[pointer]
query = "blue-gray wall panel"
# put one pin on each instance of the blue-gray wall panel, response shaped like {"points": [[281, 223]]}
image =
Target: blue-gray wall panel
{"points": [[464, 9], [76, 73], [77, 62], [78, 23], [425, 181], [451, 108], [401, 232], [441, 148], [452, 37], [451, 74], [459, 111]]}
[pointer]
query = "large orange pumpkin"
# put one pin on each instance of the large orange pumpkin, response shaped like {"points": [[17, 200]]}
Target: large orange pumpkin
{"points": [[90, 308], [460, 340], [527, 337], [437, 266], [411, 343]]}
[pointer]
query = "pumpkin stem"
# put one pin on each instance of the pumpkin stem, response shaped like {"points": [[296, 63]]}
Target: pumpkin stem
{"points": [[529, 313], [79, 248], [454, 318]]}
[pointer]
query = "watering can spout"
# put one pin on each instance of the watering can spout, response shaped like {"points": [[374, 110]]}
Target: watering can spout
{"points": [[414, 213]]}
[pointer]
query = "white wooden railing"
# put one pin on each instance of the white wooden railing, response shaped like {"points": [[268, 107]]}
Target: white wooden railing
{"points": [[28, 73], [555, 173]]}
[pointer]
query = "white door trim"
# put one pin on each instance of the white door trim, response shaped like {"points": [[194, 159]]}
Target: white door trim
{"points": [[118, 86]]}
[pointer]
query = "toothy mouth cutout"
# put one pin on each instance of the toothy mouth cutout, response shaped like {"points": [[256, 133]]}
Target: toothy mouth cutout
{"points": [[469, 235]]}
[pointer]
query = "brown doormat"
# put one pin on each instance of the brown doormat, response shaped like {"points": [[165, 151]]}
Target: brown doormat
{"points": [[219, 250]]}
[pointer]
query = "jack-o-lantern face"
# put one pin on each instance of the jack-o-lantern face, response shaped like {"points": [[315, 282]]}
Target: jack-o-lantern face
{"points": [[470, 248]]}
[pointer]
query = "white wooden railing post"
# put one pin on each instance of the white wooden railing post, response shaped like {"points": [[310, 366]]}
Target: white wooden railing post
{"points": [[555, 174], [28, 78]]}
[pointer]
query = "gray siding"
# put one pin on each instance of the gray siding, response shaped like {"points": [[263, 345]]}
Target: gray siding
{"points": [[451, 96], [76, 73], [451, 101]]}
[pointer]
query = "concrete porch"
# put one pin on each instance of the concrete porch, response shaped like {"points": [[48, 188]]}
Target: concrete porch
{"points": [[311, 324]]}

▶ [TASK]
The reply should consist only of the line containing "# put one pin on each instance of the jack-o-lantern" and all lines after it in the listing above, reproduced exactly.

▶ [RESULT]
# put one pin on each instance of the jack-o-lantern face, response shaped like {"points": [[315, 282]]}
Target: jack-o-lantern face
{"points": [[470, 248]]}
[pointer]
query = "white wooden railing post"
# put one pin on each instance of the white wooden railing post, response shaped like {"points": [[310, 366]]}
Target: white wooden railing post
{"points": [[555, 174], [28, 78]]}
[pointer]
query = "gray siding"
# put one pin on each instance of the gray siding, response shaped like {"points": [[263, 345]]}
Target: gray siding
{"points": [[451, 96], [76, 73], [451, 101]]}
[pointer]
query = "concrete porch"
# put one pin on each instance of the concrete porch, response shaped like {"points": [[48, 188]]}
Target: concrete porch
{"points": [[311, 324]]}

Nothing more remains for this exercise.